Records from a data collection

◇ ◇ ◇ ◇ ◇ ◇ ◇

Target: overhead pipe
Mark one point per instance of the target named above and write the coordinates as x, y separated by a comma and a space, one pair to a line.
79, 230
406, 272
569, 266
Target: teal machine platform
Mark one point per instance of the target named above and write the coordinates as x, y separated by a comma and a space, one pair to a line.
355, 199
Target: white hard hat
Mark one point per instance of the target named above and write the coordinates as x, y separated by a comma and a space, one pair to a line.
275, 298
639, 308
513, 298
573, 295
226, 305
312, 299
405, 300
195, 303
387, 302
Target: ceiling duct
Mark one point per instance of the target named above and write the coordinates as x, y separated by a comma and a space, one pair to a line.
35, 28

◇ ◇ ◇ ◇ ◇ ◇ ◇

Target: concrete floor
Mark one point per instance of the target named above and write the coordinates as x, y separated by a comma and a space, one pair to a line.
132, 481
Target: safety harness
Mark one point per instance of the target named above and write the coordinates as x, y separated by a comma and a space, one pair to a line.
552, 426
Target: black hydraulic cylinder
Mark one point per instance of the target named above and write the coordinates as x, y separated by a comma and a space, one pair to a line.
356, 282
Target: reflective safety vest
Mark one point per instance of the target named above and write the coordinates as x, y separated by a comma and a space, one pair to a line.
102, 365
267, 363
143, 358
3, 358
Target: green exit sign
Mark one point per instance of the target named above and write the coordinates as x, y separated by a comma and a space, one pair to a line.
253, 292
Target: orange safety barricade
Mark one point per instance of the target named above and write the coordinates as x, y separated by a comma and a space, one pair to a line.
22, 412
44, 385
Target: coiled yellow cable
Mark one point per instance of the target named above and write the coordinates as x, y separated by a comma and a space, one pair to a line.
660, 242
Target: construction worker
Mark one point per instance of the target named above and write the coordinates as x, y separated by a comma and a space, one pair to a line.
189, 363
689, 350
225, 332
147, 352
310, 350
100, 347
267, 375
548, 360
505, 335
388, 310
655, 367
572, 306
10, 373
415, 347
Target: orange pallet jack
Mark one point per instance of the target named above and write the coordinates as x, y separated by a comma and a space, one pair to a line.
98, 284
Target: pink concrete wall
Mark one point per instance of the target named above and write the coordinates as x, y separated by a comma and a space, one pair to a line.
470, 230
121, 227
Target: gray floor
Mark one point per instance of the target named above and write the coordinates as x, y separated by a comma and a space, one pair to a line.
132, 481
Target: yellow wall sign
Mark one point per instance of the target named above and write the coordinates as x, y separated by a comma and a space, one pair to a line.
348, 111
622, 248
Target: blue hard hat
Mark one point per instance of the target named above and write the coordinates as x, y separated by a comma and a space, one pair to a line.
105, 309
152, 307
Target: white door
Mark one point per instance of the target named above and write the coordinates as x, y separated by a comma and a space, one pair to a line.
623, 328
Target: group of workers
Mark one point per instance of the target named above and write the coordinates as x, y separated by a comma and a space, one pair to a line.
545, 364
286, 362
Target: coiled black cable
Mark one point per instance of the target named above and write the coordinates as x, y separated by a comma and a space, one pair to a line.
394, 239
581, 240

◇ ◇ ◇ ◇ ◇ ◇ ◇

Count the lines in the records that contain the string "black", matching case exactly, and give only the number.

2